____ ESTRATTO DELLA PAGINA

De Sica è venuto negli Stati Uniti per incontrarsi con Howard Hughes, proprietario e presidente della società di produzione cinematografica R. K. O. (la stessa che scritturò Rossellini e la Bergman per «Stromboli»), allo scopo di determinare con lui i particolari di un accordo di massima già stipulato a mezzo del rappresentante personale del nostro regista, il direttore di produzione Marcello Girosi. Si tratta di esaminare i soggetti che saranno offerti a De Sica e anche discutere le idee che egli stesso volesse proporre per il suo primo film americano. De Sica dovrà andare in lungo e in largo per l’America in cerca di uno spunto e di una località che lo ispiri, e dovrà avere scambi di vedute con scrittori americani ( si è già incontrato con Lillian Hellman, Thorton Wilder, Tennessee Williams, Maxwell Anderson, Arthur Miller e altri, e con il regista Elia Kazan).

________
____ DATI

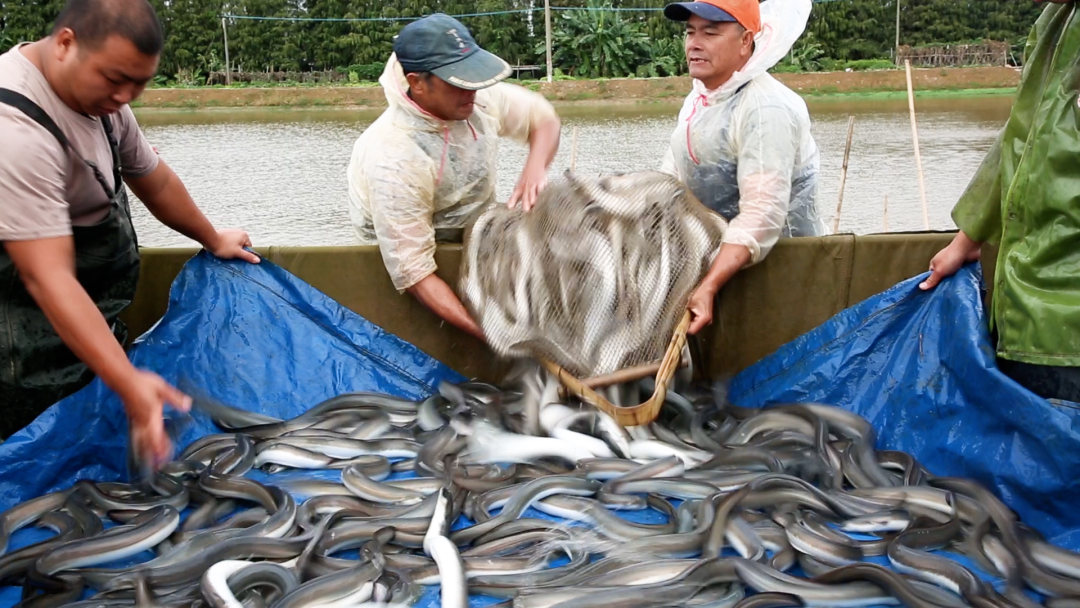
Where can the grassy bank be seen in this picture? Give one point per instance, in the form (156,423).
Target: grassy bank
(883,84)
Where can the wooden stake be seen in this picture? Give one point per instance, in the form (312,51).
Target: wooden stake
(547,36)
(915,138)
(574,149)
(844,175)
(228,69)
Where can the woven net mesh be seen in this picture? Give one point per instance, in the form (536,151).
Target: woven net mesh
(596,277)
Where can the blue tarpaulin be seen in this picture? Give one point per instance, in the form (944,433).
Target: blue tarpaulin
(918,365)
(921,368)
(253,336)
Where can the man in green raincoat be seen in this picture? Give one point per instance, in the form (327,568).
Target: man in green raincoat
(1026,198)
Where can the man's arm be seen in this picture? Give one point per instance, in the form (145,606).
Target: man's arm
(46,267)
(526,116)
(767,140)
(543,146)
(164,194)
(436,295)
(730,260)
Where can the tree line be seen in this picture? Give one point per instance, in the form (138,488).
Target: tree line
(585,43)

________
____ DATI

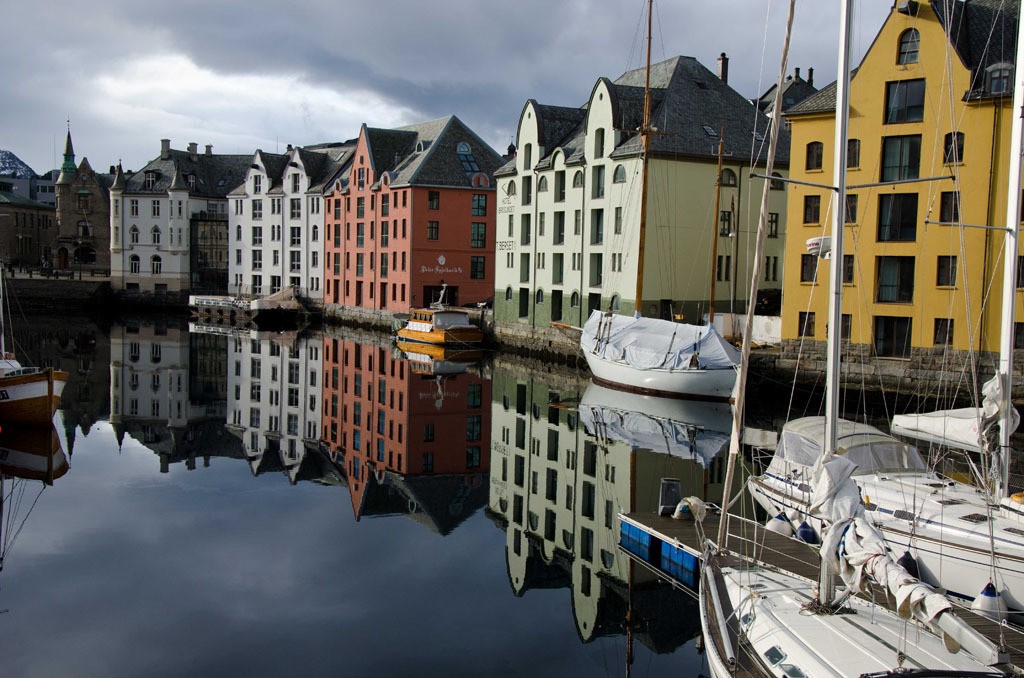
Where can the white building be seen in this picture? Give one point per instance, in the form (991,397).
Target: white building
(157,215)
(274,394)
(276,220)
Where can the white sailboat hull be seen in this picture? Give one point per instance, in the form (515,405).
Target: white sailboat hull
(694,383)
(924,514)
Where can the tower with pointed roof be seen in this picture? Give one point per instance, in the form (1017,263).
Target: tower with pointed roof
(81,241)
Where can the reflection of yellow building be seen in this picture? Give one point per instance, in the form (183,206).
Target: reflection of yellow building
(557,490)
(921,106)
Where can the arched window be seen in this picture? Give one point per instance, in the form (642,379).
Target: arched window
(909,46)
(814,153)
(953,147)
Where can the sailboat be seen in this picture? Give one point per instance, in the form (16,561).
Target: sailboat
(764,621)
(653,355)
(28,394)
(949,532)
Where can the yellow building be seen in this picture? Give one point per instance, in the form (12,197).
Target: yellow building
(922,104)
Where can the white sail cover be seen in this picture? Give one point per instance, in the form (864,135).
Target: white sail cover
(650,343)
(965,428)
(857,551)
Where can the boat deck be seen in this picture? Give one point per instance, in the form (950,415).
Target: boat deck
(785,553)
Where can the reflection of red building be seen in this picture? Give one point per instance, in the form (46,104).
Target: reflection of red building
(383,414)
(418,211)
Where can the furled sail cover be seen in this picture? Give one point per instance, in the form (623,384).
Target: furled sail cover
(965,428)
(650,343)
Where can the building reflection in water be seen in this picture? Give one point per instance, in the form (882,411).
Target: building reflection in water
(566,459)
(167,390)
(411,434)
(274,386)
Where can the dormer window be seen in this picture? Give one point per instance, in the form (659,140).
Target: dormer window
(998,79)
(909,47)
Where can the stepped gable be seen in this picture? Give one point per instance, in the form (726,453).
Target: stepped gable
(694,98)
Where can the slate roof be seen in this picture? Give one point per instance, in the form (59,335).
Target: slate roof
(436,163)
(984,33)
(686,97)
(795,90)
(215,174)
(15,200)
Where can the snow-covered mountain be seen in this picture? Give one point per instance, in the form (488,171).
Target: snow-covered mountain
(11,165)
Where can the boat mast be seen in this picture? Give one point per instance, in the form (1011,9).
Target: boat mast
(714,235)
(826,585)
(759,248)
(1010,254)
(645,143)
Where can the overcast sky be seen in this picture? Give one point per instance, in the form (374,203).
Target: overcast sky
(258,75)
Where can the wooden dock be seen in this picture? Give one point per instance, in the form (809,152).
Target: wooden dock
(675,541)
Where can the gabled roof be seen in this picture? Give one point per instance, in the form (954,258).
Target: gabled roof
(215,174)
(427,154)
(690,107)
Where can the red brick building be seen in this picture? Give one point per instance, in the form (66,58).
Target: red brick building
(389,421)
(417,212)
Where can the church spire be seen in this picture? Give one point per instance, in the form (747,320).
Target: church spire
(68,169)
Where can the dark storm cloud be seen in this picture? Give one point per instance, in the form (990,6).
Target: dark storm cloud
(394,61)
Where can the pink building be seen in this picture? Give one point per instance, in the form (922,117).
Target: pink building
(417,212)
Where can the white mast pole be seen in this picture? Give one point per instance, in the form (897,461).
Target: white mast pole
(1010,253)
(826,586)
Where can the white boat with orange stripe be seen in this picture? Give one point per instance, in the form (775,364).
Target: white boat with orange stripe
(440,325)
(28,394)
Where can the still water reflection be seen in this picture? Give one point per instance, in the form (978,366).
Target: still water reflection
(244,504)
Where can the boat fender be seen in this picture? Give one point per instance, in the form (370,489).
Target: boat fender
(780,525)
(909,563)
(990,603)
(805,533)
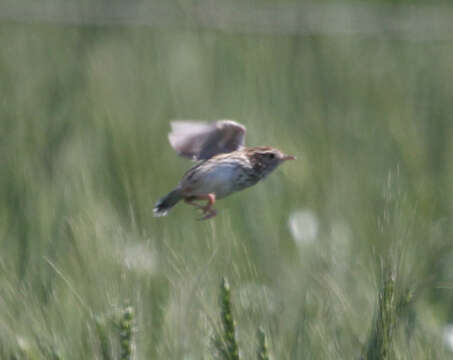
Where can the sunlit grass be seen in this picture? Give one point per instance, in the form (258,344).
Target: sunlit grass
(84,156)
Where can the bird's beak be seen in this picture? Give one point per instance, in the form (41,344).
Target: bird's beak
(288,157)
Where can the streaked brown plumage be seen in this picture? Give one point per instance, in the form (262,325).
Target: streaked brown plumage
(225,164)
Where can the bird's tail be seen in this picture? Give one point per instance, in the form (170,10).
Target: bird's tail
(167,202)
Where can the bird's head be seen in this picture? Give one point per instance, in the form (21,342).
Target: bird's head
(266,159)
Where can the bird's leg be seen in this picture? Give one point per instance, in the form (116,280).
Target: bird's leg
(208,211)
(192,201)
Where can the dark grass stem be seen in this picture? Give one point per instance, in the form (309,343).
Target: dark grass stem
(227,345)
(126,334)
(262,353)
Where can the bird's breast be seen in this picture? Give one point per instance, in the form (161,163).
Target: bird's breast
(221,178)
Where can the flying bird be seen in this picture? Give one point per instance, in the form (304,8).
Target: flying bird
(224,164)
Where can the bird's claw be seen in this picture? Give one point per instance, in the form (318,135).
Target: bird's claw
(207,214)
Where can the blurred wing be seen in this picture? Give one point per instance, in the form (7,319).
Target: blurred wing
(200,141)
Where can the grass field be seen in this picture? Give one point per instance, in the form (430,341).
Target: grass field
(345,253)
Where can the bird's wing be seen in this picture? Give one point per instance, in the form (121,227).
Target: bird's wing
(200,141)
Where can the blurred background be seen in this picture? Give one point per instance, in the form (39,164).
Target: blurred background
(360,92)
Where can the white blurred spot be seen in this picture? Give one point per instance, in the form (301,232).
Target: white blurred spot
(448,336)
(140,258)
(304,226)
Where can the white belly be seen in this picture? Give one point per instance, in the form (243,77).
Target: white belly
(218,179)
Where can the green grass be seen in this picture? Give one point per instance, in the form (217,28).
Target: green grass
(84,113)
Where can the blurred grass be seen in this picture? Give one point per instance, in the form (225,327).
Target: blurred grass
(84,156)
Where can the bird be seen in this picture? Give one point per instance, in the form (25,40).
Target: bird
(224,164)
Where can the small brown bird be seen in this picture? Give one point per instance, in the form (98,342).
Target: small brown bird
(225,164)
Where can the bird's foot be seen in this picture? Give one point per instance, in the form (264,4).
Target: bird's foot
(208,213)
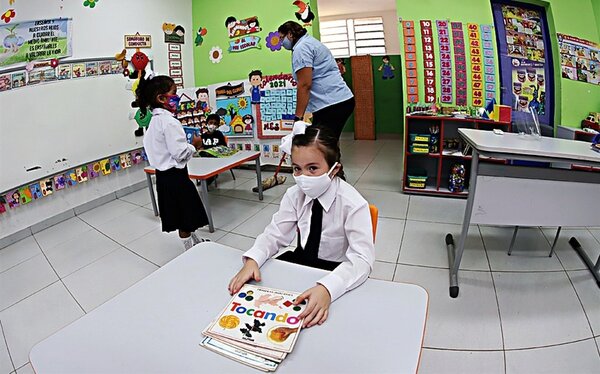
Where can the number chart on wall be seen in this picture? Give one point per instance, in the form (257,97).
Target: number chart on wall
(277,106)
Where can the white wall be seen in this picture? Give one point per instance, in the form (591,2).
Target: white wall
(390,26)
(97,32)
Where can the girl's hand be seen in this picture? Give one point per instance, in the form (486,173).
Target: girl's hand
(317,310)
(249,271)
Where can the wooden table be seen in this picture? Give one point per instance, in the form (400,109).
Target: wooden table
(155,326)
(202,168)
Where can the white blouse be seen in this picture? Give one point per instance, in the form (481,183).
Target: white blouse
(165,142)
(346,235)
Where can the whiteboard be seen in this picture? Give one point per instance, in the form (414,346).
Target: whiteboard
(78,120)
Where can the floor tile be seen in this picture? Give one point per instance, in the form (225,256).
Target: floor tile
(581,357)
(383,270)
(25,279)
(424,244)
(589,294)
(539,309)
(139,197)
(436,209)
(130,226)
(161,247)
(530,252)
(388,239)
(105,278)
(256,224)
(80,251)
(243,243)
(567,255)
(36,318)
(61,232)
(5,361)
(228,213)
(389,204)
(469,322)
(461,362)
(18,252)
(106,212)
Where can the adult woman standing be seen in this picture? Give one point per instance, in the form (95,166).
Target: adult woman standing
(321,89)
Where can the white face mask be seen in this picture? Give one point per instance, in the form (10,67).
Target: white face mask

________
____ DATI

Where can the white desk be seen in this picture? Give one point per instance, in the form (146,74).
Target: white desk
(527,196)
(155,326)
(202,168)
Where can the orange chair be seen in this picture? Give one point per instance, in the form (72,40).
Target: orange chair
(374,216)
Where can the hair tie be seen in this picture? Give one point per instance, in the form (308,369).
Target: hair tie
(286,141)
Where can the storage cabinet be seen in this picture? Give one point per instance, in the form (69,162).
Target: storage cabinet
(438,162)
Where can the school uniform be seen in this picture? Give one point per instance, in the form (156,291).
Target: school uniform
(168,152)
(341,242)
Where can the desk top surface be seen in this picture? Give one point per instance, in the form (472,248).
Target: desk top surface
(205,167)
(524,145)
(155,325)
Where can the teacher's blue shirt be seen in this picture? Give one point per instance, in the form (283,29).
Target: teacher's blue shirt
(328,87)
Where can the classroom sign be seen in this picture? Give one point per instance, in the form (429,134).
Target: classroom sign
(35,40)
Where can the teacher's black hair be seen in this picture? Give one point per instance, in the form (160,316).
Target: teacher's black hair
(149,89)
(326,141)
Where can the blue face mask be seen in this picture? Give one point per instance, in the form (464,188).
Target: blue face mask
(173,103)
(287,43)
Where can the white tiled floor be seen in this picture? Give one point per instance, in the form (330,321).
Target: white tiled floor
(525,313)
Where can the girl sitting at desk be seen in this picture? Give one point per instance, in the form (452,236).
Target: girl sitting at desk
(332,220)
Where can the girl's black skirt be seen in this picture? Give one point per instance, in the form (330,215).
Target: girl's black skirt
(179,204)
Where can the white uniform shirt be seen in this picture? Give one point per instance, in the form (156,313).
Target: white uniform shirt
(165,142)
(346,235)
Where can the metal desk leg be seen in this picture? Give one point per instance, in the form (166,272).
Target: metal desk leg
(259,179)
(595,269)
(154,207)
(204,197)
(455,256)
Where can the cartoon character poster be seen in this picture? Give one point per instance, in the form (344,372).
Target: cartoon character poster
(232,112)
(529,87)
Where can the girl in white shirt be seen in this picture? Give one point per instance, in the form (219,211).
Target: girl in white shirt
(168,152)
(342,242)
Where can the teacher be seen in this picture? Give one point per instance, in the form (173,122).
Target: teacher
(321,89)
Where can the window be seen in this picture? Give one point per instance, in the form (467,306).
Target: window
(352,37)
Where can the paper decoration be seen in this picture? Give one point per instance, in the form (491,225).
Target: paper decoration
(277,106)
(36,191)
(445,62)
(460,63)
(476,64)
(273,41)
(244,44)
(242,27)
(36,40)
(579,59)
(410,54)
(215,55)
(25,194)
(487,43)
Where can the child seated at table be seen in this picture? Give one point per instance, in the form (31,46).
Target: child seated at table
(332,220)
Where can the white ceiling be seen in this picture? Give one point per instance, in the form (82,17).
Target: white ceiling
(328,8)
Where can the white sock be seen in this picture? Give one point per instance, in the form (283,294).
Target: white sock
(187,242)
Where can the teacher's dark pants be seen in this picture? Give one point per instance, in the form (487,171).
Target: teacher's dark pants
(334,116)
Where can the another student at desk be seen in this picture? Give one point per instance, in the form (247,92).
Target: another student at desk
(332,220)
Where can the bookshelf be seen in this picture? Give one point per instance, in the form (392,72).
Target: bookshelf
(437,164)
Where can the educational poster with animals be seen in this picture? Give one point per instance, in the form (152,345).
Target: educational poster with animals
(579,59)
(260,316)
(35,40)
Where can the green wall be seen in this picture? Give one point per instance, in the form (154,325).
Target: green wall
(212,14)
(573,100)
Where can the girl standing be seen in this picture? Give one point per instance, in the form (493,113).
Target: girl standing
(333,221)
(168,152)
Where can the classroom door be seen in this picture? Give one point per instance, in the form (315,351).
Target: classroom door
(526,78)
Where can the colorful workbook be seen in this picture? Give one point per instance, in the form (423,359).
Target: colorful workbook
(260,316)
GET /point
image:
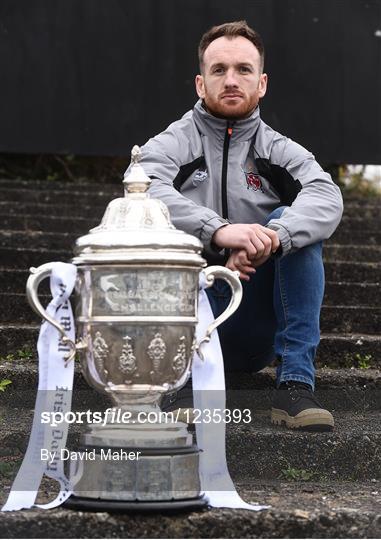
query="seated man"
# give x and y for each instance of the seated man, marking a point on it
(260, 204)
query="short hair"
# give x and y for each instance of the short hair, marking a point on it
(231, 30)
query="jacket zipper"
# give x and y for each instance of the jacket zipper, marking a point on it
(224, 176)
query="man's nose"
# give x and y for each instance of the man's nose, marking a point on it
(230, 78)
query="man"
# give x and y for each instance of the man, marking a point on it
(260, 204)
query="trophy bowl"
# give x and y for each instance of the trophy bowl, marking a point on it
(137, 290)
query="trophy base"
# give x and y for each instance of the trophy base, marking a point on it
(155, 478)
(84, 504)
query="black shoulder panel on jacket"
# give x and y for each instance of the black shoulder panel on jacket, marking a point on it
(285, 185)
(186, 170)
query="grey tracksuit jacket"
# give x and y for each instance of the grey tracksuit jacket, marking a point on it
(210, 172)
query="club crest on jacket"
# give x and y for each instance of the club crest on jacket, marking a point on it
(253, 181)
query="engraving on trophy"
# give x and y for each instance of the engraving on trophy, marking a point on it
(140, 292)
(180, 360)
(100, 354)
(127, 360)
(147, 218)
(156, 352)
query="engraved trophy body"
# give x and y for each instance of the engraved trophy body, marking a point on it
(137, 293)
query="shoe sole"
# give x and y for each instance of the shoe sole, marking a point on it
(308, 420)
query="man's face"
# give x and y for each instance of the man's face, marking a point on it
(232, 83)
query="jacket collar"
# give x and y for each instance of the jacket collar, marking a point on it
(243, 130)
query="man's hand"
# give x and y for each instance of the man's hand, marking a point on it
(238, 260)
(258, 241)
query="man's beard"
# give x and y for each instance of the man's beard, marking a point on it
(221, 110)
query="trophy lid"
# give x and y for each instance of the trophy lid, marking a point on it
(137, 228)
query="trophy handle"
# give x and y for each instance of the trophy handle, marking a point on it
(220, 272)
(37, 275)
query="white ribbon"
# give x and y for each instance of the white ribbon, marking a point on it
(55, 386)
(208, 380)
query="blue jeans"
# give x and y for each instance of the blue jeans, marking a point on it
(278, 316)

________

ATTIVITÀ DA SVOLGERE
a - Ricopi parola per parola il passo dell'estratto su De Sica compreso tra "De Sica è venuto" e "regista Elia Kazan).", estremi inclusi.
b - Nell'estratto su De Sica, elenchi per nome tutti gli scrittori americani che il regista ha già incontrato.
c - Secondo l'estratto su De Sica, chi ha stipulato l'accordo di massima con la R. K. O. in qualità di rappresentante personale del regista?

RISULTATI DELL'ESERCIZIO
a -
De Sica è venuto negli Stati Uniti per incontrarsi con Howard Hughes, proprietario e presidente della società di produzione cinematografica R. K. O. (la stessa che scritturò Rossellini e la Bergman per «Stromboli»), allo scopo di determinare con lui i particolari di un accordo di massima già stipulato a mezzo del rappresentante personale del nostro regista, il direttore di produzione Marcello Girosi. Si tratta di esaminare i soggetti che saranno offerti a De Sica e anche discutere le idee che egli stesso volesse proporre per il suo primo film americano. De Sica dovrà andare in lungo e in largo per l’America in cerca di uno spunto e di una località che lo ispiri, e dovrà avere scambi di vedute con scrittori americani ( si è già incontrato con Lillian Hellman, Thorton Wilder, Tennessee Williams, Maxwell Anderson, Arthur Miller e altri, e con il regista Elia Kazan).

b - Lillian Hellman, Thorton Wilder, Tennessee Williams, Maxwell Anderson, Arthur Miller

c - Il direttore di produzione Marcello Girosi.